▶ _INFORMATION GIVEN_:

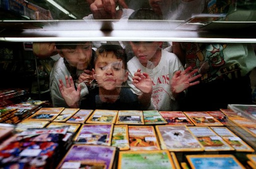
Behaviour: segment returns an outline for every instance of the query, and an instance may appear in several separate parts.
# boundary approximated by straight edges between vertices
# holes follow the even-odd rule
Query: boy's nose
[[[113,75],[113,69],[111,66],[108,66],[107,67],[105,73],[108,75]]]

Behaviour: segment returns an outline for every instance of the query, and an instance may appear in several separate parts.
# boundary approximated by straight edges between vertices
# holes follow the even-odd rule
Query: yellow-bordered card
[[[235,149],[209,127],[191,126],[188,129],[204,147],[205,151]]]
[[[168,123],[157,110],[143,111],[144,122],[145,125],[156,125]]]
[[[220,110],[223,114],[226,115],[229,118],[240,118],[242,117],[242,115],[239,114],[231,109],[220,109]]]
[[[79,110],[79,109],[65,108],[61,113],[53,120],[55,122],[64,122]]]
[[[167,150],[123,151],[119,152],[118,169],[175,168]]]
[[[86,120],[87,123],[114,124],[118,110],[96,109]]]
[[[256,154],[247,154],[246,156],[254,164],[254,167],[256,167]]]
[[[192,169],[246,168],[231,154],[188,155],[186,157]]]
[[[161,149],[153,126],[129,125],[128,128],[131,150]]]
[[[36,122],[31,120],[25,120],[17,124],[15,131],[17,132],[24,131],[28,129],[43,128],[49,123],[47,121],[37,121]]]
[[[194,125],[194,124],[183,112],[178,111],[159,111],[168,125]]]
[[[80,124],[52,122],[50,123],[46,126],[46,127],[60,127],[69,126],[68,129],[68,132],[75,133],[81,125]]]
[[[89,165],[97,167],[92,168],[112,169],[116,153],[115,147],[73,144],[56,168],[83,168]]]
[[[256,125],[244,125],[242,128],[253,136],[256,137]]]
[[[69,119],[66,123],[83,124],[93,111],[93,110],[80,109]]]
[[[26,120],[52,121],[65,109],[64,107],[41,108]]]
[[[144,125],[143,112],[140,110],[119,110],[116,125]]]
[[[216,111],[207,111],[208,113],[213,116],[224,125],[227,124],[227,116],[220,110]]]
[[[225,127],[211,127],[218,135],[238,152],[254,152],[254,149]]]
[[[202,151],[204,149],[185,125],[157,125],[161,148],[172,152]]]
[[[179,163],[179,161],[178,160],[178,159],[177,159],[177,156],[175,153],[174,152],[170,152],[170,153],[171,154],[171,157],[172,161],[173,161],[174,165],[175,166],[175,168],[176,169],[180,169],[180,163]]]
[[[77,144],[111,145],[113,124],[82,125],[74,139]]]
[[[130,149],[128,125],[114,125],[112,141],[111,146],[117,147],[120,150]]]
[[[223,124],[206,112],[184,112],[183,113],[195,125],[208,126],[223,125]]]

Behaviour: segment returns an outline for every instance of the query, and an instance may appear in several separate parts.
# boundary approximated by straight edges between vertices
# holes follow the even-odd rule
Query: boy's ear
[[[64,55],[63,55],[63,53],[62,53],[62,52],[61,51],[58,51],[58,53],[59,54],[59,55],[60,55],[60,57],[64,57]]]
[[[128,75],[129,73],[129,72],[128,72],[128,71],[125,71],[125,73],[124,74],[124,82],[126,82],[126,81],[127,80],[127,79],[128,79]]]
[[[93,72],[93,79],[96,79],[96,75],[95,74],[95,70],[94,69],[92,69],[92,71]]]

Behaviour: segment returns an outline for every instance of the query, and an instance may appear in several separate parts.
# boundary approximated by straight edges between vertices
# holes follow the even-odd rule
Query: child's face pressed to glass
[[[72,66],[79,70],[86,69],[92,59],[92,51],[90,42],[79,44],[75,48],[70,48],[61,49],[60,53]]]
[[[117,59],[112,52],[107,53],[101,53],[97,56],[93,72],[99,86],[112,90],[120,87],[126,81],[128,72],[121,60]]]
[[[153,59],[156,51],[159,48],[160,42],[131,42],[133,52],[142,63],[147,63]]]

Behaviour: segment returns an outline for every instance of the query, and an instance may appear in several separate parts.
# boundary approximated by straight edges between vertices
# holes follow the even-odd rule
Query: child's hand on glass
[[[79,84],[82,82],[84,82],[86,86],[90,86],[93,79],[93,72],[89,70],[85,70],[83,73],[79,75],[78,83]]]
[[[69,81],[68,76],[65,76],[65,79],[66,86],[65,86],[61,79],[59,80],[60,84],[59,85],[59,88],[61,95],[68,106],[72,108],[78,108],[79,107],[81,91],[80,84],[77,86],[77,90],[76,90],[72,77],[69,76]]]
[[[194,81],[202,76],[201,74],[194,76],[195,74],[198,72],[198,70],[195,69],[188,73],[192,69],[188,67],[184,71],[177,71],[174,73],[171,79],[171,92],[174,95],[180,93],[185,90],[189,87],[199,83],[199,81]]]
[[[139,90],[144,93],[152,93],[153,88],[152,80],[148,74],[141,73],[139,69],[134,73],[132,78],[132,83]]]

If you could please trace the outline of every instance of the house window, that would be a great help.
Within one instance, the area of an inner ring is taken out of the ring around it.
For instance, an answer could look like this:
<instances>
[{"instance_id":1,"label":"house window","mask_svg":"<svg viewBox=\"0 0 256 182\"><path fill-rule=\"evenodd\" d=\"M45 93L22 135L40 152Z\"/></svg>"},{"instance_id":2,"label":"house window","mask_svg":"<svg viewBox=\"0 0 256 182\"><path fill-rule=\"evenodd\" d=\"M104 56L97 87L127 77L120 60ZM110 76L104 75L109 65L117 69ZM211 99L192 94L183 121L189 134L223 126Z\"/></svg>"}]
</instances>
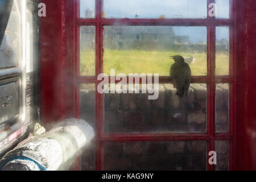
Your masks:
<instances>
[{"instance_id":1,"label":"house window","mask_svg":"<svg viewBox=\"0 0 256 182\"><path fill-rule=\"evenodd\" d=\"M156 34L154 35L154 39L157 40L158 35Z\"/></svg>"},{"instance_id":2,"label":"house window","mask_svg":"<svg viewBox=\"0 0 256 182\"><path fill-rule=\"evenodd\" d=\"M131 1L96 0L84 7L87 1L76 1L76 116L91 122L97 134L81 157L81 169L232 169L233 1L216 0L220 8L211 17L208 3L214 0L180 1L175 9L176 0L157 5ZM93 19L81 11L94 7ZM159 13L166 18L158 18ZM115 36L118 32L125 49ZM143 40L134 41L142 35ZM152 41L160 36L163 40ZM95 41L94 47L81 40ZM168 56L176 54L192 60L191 86L183 98L176 96L169 75L173 61ZM158 99L148 100L147 94L100 94L97 76L110 75L110 69L115 75L159 73ZM217 154L216 166L208 163L210 151Z\"/></svg>"}]
</instances>

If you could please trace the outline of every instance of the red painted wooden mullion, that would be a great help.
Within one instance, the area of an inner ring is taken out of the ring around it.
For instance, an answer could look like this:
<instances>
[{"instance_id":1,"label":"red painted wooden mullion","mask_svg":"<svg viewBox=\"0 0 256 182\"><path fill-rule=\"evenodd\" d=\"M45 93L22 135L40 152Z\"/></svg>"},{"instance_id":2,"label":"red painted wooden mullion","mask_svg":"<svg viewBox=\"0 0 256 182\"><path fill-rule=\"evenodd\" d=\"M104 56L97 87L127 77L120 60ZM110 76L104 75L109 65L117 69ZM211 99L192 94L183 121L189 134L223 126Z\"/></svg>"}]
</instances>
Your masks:
<instances>
[{"instance_id":1,"label":"red painted wooden mullion","mask_svg":"<svg viewBox=\"0 0 256 182\"><path fill-rule=\"evenodd\" d=\"M231 0L230 0L231 1ZM208 0L208 3L214 2L214 0ZM214 150L214 142L215 140L229 140L230 141L230 159L233 158L233 85L234 70L233 62L233 19L216 19L214 18L208 17L205 19L106 19L101 18L101 12L103 11L103 0L96 0L96 18L83 19L80 18L79 1L76 0L76 18L75 21L76 30L76 57L74 63L76 64L76 94L75 113L77 117L79 117L80 103L79 103L79 84L81 83L95 83L96 90L99 82L97 80L97 75L103 72L103 27L104 26L113 25L117 22L120 25L130 26L203 26L207 27L207 75L205 76L193 76L192 82L207 83L207 133L205 134L104 134L104 96L96 92L96 167L97 170L101 170L103 166L103 143L104 141L148 141L148 140L205 140L208 142L208 149L209 152ZM233 1L231 1L233 2ZM232 3L233 5L233 3ZM231 6L233 7L232 6ZM233 7L230 9L233 9ZM208 9L208 8L207 8ZM230 11L231 12L231 11ZM233 15L232 16L233 18ZM79 75L79 27L80 26L93 25L96 26L96 76L80 76ZM215 27L216 26L228 26L230 27L230 75L228 76L215 76ZM159 83L170 83L171 80L168 76L159 77ZM230 131L228 133L214 134L214 100L215 100L215 85L216 83L228 82L230 85ZM231 146L232 145L232 146ZM208 159L208 158L207 158ZM230 160L230 167L232 169L232 160ZM208 160L207 160L208 162ZM213 166L207 165L208 170L213 170Z\"/></svg>"}]
</instances>

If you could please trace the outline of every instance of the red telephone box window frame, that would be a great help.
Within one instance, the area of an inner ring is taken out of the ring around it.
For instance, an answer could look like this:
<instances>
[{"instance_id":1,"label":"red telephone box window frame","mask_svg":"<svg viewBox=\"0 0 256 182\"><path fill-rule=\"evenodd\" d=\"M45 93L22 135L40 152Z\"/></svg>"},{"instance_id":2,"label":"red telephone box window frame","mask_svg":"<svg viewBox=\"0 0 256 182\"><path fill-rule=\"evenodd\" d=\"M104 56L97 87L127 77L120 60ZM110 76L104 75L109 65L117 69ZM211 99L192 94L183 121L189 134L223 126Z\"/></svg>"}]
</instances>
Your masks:
<instances>
[{"instance_id":1,"label":"red telephone box window frame","mask_svg":"<svg viewBox=\"0 0 256 182\"><path fill-rule=\"evenodd\" d=\"M96 17L94 19L84 19L80 18L80 3L79 0L73 1L73 51L76 55L73 56L73 76L77 84L74 86L73 102L74 115L80 117L79 85L81 84L94 83L96 90L99 81L97 80L97 75L103 73L103 26L113 25L117 22L119 24L125 25L179 25L179 26L204 26L207 27L207 71L205 76L193 76L192 82L206 83L207 89L207 133L205 134L106 134L103 132L104 122L104 98L103 95L96 92L96 168L102 169L103 166L103 143L105 141L174 141L174 140L204 140L208 142L208 152L214 150L214 140L228 140L229 146L229 169L234 168L234 96L236 88L236 70L234 55L234 28L236 27L234 1L230 0L230 19L216 19L208 17L207 19L106 19L101 18L103 10L104 0L96 0ZM208 0L208 5L215 2L215 0ZM208 10L208 8L207 9ZM96 76L81 76L79 75L79 27L81 26L94 26L96 27ZM220 76L215 75L215 27L227 26L230 27L230 75ZM159 77L159 83L170 83L168 77ZM214 132L214 100L215 85L218 83L230 84L229 99L229 125L230 130L226 133L216 133ZM214 165L208 164L208 170L214 170Z\"/></svg>"}]
</instances>

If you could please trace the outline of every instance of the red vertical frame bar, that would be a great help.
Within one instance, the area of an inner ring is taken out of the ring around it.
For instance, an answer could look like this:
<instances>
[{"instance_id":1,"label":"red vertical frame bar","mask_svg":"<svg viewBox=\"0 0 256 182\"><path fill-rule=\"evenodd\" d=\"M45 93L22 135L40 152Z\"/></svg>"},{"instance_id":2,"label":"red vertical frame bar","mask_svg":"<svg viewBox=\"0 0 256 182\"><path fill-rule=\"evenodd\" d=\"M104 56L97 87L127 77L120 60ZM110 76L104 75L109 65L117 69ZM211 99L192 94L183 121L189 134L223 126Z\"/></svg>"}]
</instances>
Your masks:
<instances>
[{"instance_id":1,"label":"red vertical frame bar","mask_svg":"<svg viewBox=\"0 0 256 182\"><path fill-rule=\"evenodd\" d=\"M100 17L102 7L102 2L99 0L96 0L96 77L102 73L102 31L100 24ZM103 127L103 94L99 93L97 90L98 84L99 82L96 83L96 170L102 169L102 142L101 136L102 135Z\"/></svg>"}]
</instances>

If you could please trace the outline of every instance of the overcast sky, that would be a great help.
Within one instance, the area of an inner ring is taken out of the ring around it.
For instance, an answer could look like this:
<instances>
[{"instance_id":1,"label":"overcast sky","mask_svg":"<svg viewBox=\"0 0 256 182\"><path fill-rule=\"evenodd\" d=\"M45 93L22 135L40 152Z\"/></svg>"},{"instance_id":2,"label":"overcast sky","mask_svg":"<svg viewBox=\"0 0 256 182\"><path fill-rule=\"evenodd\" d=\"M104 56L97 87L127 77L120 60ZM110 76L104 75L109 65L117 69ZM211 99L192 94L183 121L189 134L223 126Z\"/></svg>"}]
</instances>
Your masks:
<instances>
[{"instance_id":1,"label":"overcast sky","mask_svg":"<svg viewBox=\"0 0 256 182\"><path fill-rule=\"evenodd\" d=\"M95 12L95 0L80 0L80 14L92 7ZM205 18L207 16L207 0L104 0L106 18L135 18L138 13L141 18L158 18L164 15L167 18ZM229 17L229 0L216 0L217 17ZM216 38L228 39L228 28L217 28ZM204 27L185 28L175 27L177 35L189 35L193 43L206 42Z\"/></svg>"}]
</instances>

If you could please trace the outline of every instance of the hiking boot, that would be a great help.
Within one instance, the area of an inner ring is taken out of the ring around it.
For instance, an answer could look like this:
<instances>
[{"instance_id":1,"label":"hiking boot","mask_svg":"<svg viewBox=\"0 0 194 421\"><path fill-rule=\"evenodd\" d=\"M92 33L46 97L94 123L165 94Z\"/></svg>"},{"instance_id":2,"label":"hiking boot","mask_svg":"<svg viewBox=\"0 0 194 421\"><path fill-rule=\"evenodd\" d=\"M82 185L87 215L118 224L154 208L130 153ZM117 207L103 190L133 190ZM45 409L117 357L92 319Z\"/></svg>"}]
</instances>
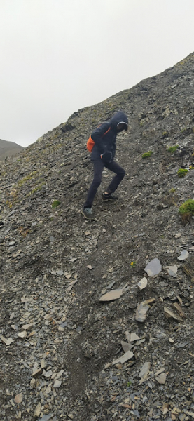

▶ _SET EXERCISE_: Reproduce the material verbatim, starting at the line containing "sky, that would be a great help." and ending at the line containing "12L95 0L80 0L80", both lines included.

▶ _RESPONSE TO THE EXERCISE_:
If you could please trace the outline of every instance of the overcast sky, that would be a great help.
Within one instance, the area of an inner ring is taken out of the ring around it.
For instance, an answer could look like this:
<instances>
[{"instance_id":1,"label":"overcast sky","mask_svg":"<svg viewBox=\"0 0 256 182\"><path fill-rule=\"evenodd\" d=\"M45 93L22 135L40 152Z\"/></svg>"},{"instance_id":2,"label":"overcast sky","mask_svg":"<svg viewBox=\"0 0 256 182\"><path fill-rule=\"evenodd\" d=\"M104 56L97 87L127 77L120 60ZM110 76L104 75L109 65L117 69ZM211 99L192 94L183 121L189 134L223 126Z\"/></svg>"}]
</instances>
Your masks:
<instances>
[{"instance_id":1,"label":"overcast sky","mask_svg":"<svg viewBox=\"0 0 256 182\"><path fill-rule=\"evenodd\" d=\"M95 12L95 0L80 0L80 14L92 7ZM205 18L207 16L207 0L104 0L106 18L135 18L138 13L141 18L158 18L164 15L167 18ZM229 17L229 0L216 0L217 17ZM216 38L228 39L228 28L217 28ZM204 27L185 28L175 27L177 35L189 35L193 43L206 42Z\"/></svg>"}]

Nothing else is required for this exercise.